### Exercise passage

Community leaders throughout the city organized a coordinated response, which the police, military and disconnected elected officials never could. Widespread confusion created by decentralized sources of destruction all around the city required a carefully networked response that was grounded in trusted community relationships.

Leaders put out calls on social media and through their own networks, and more than 1,000 residents showed up for a public meeting in Powderhorn Park. They created a plan for community defense that got shared on Facebook almost 8,000 times and crashed the website of the organization that hosted it.

Using social media and text chains among many households, neighbors looked after neighbors. They swept their alleyways to find fire accelerants that outsiders had planted, and reported to one another boxes of kindling doused with gasoline. They sat on their porches, asking strangers to account for themselves, and checking on one another. A group of Somali women chased a cluster of suspicious white men out of the Karmel Mall. Local pastors organized people to protect local grocery stores. Some groups organizing to protect local businesses had to arm themselves, but their focus was on defense. Ashley Fairbanks, an Indigenous Anishinaabe activist, helped organize people to create their own fire patrols.

City leaders recognized the importance of the community response. The City Council president, Lisa Bender, wrote on Twitter that "we see how community members are working to keep each other safe." Ellison wrote, "Every night it blows me away how successful these civilian patrols have been."

Abdulahi Farah, a Somali organizer, told me, "White men slept overnight in a mosque with Muslim leaders to protect it." When some neighborhood patrols began to veer toward profiling racial minorities, community members widely circulated a set of directions about how to hold one another accountable for staying true to their values, instead of recreating a police state.

This work was possible only because organizers could build on years of organizing that connected people and built the skills they needed to mobilize a rapid response. As Fairbanks said: "No single person or organization made this happen. It took years of people, especially black women, doing the groundwork of building trust and accountability. It takes years of conversations about what it means to be community. That is what gave us the opportunity to align when we needed to."

Those connections are like antibodies that can be activated to rapidly develop a community immune response, anchoring the community even in the midst of tremendous public confusion. The fast-moving information environment meant people were constantly trying to differentiate fact from fiction. Trusted sources of information became ever more important.

######
### Entries supplied

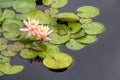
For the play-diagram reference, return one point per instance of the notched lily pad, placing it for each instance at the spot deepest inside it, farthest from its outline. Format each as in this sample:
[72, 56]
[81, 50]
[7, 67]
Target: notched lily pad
[56, 39]
[59, 3]
[88, 11]
[87, 39]
[74, 45]
[8, 53]
[58, 61]
[93, 28]
[67, 17]
[39, 15]
[28, 54]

######

### Problem 1
For the passage on community response, decide whether each statement agrees with it: (a) More than 1,000 residents came to a public meeting in Powderhorn Park. (b) Local pastors organized people to protect local banks. (c) The plan for community defense was shared on Facebook almost 8,000 times. Give yes or no for each, with the deciding words quoted from the passage.
### Problem 2
In the passage on community response, what position does Lisa Bender hold?
### Problem 3
Repeat the passage on community response from "Community leaders throughout" to "that hosted it.".

### Your solution 1
(a) Yes: "more than 1,000 residents showed up for a public meeting in Powderhorn Park"
(b) No: "Local pastors organized people to protect local grocery stores."
(c) Yes: "got shared on Facebook almost 8,000 times"

### Your solution 2
She is the City Council president.

### Your solution 3
Community leaders throughout the city organized a coordinated response, which the police, military and disconnected elected officials never could. Widespread confusion created by decentralized sources of destruction all around the city required a carefully networked response that was grounded in trusted community relationships.

Leaders put out calls on social media and through their own networks, and more than 1,000 residents showed up for a public meeting in Powderhorn Park. They created a plan for community defense that got shared on Facebook almost 8,000 times and crashed the website of the organization that hosted it.